> Text
============
Tuesday, July 19, 2016

We Are the Church

In the church camp song We Are the Church, there’s a line that goes “The church is not a building…” And every time I hear that line I want to scream, “It is too! It is too a building!”

Now…I know what they’re trying to say. They’re trying to say that the church is more than just a building. But I feel that they’re being a little disingenuous…or at least overly narrow…in their thinking. You show anyone with even the barest amount of architectural knowledge different buildings, and I’m betting that they’ll identify the churches upwards of 90% of the time. Heck, “Click on the churches” could be used as a photographic captcha.

And even when a church isn’t being used as a church anymore, it’s still a church. It’s still referred to as a former church. I know of at least two restaurants that are in former churches. I know of a community center that’s in a former church. And Alice, of Alice’s Restaurant famously lived in an old church.

So a church, whether or not it’s currently being used for worship, is a building.

Too.

And therein lies my issue for this week…an overly narrow definition of what the church is…or should be.

Religion journalist and Episcopal priest Tom Ehrich often writes about the future of the institutional church, and like many others, he says that it’s doomed unless it changes its ways. That it has to stop being a group of people tied to a building, and start being a group of people tied to a task…a mission. A group of people tied to making a presence in the community.
============
> Records provided
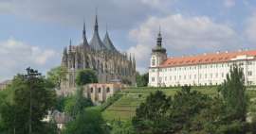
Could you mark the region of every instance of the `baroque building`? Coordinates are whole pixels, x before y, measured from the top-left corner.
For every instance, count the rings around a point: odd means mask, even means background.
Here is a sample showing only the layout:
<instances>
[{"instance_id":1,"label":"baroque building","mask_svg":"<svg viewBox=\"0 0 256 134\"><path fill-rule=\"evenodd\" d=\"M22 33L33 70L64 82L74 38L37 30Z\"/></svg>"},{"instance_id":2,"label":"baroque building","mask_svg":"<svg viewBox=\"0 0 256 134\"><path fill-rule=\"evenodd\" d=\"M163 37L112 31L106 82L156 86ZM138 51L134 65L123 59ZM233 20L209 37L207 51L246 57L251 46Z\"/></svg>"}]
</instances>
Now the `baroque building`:
<instances>
[{"instance_id":1,"label":"baroque building","mask_svg":"<svg viewBox=\"0 0 256 134\"><path fill-rule=\"evenodd\" d=\"M219 85L224 82L234 64L243 70L246 85L256 85L256 50L168 58L159 32L156 46L152 49L148 85L151 87Z\"/></svg>"},{"instance_id":2,"label":"baroque building","mask_svg":"<svg viewBox=\"0 0 256 134\"><path fill-rule=\"evenodd\" d=\"M62 88L74 88L78 70L93 69L98 75L99 83L128 81L136 83L136 59L131 54L122 54L113 45L108 31L103 41L99 35L98 17L96 15L94 33L88 42L85 24L82 29L82 42L79 45L70 44L64 47L62 66L67 69L67 80Z\"/></svg>"}]
</instances>

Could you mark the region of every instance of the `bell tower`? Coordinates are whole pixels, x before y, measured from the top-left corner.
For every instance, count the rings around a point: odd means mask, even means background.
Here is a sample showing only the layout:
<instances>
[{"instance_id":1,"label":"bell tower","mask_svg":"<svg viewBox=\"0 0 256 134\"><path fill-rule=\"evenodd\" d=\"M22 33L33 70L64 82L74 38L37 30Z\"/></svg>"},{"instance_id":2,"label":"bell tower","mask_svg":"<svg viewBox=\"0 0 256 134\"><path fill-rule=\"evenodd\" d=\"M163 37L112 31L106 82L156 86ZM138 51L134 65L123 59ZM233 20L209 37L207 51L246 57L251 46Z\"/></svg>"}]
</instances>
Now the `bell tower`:
<instances>
[{"instance_id":1,"label":"bell tower","mask_svg":"<svg viewBox=\"0 0 256 134\"><path fill-rule=\"evenodd\" d=\"M167 59L166 49L162 47L161 30L157 35L156 46L152 49L150 67L157 67Z\"/></svg>"}]
</instances>

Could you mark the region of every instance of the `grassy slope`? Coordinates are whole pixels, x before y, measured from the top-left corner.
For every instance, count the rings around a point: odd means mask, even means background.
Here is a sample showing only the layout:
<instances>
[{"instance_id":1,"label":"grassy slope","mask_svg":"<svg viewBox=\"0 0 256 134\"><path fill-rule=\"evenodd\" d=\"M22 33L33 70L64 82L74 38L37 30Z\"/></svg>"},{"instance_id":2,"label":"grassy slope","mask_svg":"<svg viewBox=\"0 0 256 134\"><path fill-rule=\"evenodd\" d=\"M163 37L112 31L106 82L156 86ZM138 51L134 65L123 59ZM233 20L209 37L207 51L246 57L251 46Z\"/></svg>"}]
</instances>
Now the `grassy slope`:
<instances>
[{"instance_id":1,"label":"grassy slope","mask_svg":"<svg viewBox=\"0 0 256 134\"><path fill-rule=\"evenodd\" d=\"M168 95L174 95L178 88L158 89L163 91ZM215 95L217 93L216 87L193 88L203 93ZM150 92L155 92L156 89L151 88L134 88L126 89L121 93L124 95L108 107L103 112L103 118L107 121L111 120L130 120L135 115L136 109L143 102ZM256 89L247 91L249 98L256 97ZM251 106L250 106L251 107ZM251 109L251 108L250 108Z\"/></svg>"}]
</instances>

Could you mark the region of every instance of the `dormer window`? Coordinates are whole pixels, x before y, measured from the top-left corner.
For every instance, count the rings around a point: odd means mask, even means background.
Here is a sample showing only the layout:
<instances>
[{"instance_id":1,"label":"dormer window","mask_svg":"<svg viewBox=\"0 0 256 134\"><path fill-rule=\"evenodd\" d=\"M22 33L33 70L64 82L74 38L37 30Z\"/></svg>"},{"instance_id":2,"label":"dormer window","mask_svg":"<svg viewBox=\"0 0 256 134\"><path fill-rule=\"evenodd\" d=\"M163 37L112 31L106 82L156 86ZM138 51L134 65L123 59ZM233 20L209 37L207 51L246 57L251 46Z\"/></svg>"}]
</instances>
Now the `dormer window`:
============
> Exercise prompt
Print everything in the text about the church from "So a church, whether" down to "is…or should be.". The material has no connection to the text about the church.

> Exercise result
So a church, whether or not it’s currently being used for worship, is a building.

Too.

And therein lies my issue for this week…an overly narrow definition of what the church is…or should be.